▶ Exercise instructions
Using the entries below, output exactly the line containing "Practice. Identify the cloudy" and all lines that follow it to the end.

▶ Records supplied
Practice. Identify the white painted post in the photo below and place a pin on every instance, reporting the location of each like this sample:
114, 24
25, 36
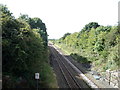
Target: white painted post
37, 77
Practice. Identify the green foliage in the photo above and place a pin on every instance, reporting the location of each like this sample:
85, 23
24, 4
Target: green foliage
24, 51
99, 44
65, 35
90, 25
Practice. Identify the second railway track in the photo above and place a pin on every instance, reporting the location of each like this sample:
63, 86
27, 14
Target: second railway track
67, 71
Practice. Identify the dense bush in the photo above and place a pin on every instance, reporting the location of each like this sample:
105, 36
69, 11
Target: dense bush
24, 51
99, 44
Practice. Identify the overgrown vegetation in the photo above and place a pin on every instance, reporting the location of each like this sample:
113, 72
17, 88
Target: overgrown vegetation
99, 44
24, 52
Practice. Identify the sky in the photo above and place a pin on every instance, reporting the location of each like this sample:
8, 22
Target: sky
62, 16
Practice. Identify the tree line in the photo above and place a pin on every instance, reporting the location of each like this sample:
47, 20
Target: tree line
24, 51
97, 43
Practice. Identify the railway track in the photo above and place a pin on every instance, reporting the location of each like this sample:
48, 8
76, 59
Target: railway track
67, 71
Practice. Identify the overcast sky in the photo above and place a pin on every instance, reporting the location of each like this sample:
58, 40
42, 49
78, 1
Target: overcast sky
62, 16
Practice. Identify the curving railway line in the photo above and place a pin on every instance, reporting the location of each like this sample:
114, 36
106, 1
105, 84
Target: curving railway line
65, 71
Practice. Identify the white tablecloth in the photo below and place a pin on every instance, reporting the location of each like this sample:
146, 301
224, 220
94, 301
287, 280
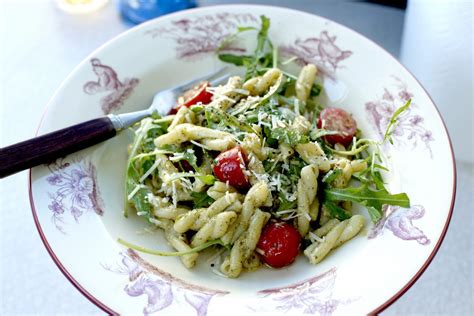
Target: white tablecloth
40, 45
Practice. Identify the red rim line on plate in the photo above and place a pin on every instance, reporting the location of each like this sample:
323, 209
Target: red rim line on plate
379, 309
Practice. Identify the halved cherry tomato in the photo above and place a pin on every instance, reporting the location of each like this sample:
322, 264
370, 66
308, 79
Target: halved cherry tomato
230, 166
335, 119
193, 96
279, 244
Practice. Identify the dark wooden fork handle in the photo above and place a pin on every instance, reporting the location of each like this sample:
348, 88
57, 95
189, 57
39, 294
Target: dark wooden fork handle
46, 148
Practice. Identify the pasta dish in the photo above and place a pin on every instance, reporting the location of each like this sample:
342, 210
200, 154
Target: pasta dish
257, 169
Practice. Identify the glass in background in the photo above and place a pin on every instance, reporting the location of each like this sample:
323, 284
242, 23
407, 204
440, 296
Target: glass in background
80, 6
138, 11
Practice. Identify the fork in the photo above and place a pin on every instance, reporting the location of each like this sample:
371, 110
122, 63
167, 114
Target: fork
46, 148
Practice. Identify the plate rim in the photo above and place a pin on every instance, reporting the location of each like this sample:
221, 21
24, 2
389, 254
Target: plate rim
377, 310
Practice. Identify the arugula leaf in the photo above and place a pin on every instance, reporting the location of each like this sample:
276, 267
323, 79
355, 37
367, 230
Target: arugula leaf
238, 60
318, 133
171, 254
331, 175
230, 38
284, 203
189, 156
393, 122
336, 211
288, 136
201, 199
372, 199
315, 88
262, 39
214, 114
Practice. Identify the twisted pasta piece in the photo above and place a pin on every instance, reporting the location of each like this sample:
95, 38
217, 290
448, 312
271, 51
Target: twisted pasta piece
213, 139
337, 235
307, 188
215, 228
225, 96
260, 85
197, 218
305, 82
219, 189
301, 124
252, 144
312, 153
258, 195
170, 186
184, 115
245, 245
179, 242
349, 167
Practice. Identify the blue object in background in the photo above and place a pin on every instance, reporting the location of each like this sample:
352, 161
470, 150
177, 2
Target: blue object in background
138, 11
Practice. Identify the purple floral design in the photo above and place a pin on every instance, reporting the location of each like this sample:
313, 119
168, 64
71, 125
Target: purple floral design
161, 288
399, 222
410, 129
312, 296
76, 191
107, 81
201, 35
321, 51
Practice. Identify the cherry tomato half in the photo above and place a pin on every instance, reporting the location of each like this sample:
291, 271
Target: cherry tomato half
193, 96
230, 166
335, 119
279, 244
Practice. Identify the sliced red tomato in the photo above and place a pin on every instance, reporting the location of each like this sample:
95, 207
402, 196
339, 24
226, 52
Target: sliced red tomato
198, 94
231, 166
338, 120
279, 244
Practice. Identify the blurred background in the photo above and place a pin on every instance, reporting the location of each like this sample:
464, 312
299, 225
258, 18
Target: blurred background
41, 41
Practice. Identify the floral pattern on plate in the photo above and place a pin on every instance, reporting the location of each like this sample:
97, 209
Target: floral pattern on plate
108, 82
203, 34
161, 288
399, 221
312, 296
76, 190
410, 129
321, 51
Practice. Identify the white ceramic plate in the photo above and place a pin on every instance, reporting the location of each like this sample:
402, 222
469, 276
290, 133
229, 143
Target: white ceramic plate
77, 202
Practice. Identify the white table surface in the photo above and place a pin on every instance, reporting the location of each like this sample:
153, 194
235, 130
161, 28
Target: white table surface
40, 45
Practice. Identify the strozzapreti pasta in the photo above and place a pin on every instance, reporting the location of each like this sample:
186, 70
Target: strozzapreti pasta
261, 171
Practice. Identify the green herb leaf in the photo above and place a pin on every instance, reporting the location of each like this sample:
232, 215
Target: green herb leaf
373, 199
393, 122
288, 136
336, 211
284, 203
201, 199
171, 254
238, 60
318, 133
208, 179
331, 175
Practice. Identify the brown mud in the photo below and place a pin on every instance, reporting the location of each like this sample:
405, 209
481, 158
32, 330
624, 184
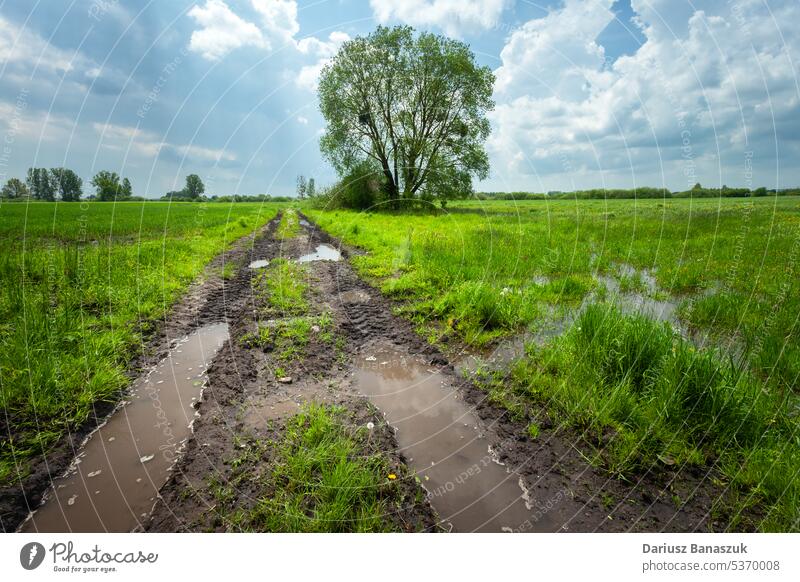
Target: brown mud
479, 469
485, 476
250, 396
206, 301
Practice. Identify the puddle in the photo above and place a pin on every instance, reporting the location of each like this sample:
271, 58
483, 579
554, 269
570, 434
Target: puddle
442, 439
113, 482
354, 296
323, 253
660, 310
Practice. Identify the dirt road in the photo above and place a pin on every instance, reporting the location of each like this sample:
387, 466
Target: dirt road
459, 463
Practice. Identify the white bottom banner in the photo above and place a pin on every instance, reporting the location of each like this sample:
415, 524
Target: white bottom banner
383, 557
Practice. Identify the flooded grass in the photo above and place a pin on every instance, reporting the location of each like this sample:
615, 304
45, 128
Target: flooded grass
644, 398
82, 285
668, 277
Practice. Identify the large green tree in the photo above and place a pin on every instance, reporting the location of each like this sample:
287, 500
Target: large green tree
67, 183
413, 105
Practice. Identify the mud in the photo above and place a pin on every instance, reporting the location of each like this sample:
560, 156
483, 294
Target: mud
322, 253
448, 447
479, 469
246, 405
113, 482
206, 301
554, 478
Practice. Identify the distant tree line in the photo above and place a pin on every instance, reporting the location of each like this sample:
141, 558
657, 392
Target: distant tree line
250, 198
63, 184
697, 191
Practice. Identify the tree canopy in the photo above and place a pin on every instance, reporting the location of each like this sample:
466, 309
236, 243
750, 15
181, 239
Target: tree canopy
14, 189
413, 106
67, 183
194, 186
108, 186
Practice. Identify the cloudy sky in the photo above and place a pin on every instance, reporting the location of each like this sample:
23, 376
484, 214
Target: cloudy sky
589, 93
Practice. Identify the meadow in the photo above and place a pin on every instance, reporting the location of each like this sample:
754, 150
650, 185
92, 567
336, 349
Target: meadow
83, 285
714, 388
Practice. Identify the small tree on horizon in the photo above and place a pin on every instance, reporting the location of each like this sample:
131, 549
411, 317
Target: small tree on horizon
301, 186
194, 186
14, 189
40, 184
109, 188
67, 183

▶ Answer to this problem
Practice. Identify the cloudy sky in the photo above and place a pin on every instance, reporting the location of each like this sample:
23, 376
484, 214
Target: cloudy sky
589, 93
Practice. Identify the meadow in the photo above and place a pin on every instance, reporting the location of each like this sample:
754, 150
650, 185
92, 567
336, 349
Target: meadow
83, 285
714, 388
Practice. Identify the small tree on horizon in the photo above and place a pin on every instance, reporting the location of each like this sample:
131, 549
411, 317
Target: small tree on horizon
301, 186
194, 186
14, 189
40, 184
109, 188
67, 183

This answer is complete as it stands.